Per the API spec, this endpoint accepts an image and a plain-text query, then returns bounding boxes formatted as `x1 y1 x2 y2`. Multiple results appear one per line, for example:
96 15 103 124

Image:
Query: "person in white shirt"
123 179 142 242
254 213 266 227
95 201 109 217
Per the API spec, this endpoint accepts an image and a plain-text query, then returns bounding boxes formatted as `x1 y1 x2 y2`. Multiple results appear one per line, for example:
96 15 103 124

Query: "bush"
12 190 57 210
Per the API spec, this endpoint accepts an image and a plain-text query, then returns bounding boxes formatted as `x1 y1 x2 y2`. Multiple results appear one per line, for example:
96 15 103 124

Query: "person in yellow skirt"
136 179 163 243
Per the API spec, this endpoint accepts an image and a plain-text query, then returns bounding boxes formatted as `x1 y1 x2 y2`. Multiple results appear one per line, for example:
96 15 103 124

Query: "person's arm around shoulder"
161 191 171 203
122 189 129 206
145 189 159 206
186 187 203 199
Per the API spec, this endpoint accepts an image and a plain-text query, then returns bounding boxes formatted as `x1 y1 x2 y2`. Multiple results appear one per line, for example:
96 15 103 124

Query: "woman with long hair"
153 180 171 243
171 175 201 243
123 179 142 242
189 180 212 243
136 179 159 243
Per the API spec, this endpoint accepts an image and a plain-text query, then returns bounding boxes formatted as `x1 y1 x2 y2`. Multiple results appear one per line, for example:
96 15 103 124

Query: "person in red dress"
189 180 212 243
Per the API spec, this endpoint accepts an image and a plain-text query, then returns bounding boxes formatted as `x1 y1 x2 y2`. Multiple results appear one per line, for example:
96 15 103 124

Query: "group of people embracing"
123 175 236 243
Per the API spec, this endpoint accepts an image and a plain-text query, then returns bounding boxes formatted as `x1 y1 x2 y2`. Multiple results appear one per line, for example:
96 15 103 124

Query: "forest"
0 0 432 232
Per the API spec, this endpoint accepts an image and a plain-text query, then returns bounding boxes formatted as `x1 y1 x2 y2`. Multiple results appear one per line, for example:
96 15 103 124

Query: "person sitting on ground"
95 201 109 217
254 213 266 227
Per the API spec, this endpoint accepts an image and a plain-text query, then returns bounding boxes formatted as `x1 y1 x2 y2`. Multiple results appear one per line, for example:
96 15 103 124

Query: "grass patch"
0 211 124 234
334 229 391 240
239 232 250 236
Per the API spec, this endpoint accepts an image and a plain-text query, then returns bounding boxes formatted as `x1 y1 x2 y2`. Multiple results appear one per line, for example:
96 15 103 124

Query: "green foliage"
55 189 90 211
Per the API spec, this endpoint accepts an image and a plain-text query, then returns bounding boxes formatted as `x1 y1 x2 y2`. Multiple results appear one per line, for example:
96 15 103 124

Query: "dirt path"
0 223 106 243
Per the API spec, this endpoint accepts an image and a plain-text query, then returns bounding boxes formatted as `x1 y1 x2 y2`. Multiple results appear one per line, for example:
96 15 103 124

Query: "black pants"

━━━━━━━━━━━━━━━━━━━━━━━━━━━━━━

- _Work required_:
Identify every line in the material above that contains the word "person", and copy each of those lines in full.

- _Full answer_:
Query: "person in white shirt"
Query: "person in yellow skirt"
Query: "person's arm around shoulder"
Query: "person in red dress"
Query: "person sitting on ground"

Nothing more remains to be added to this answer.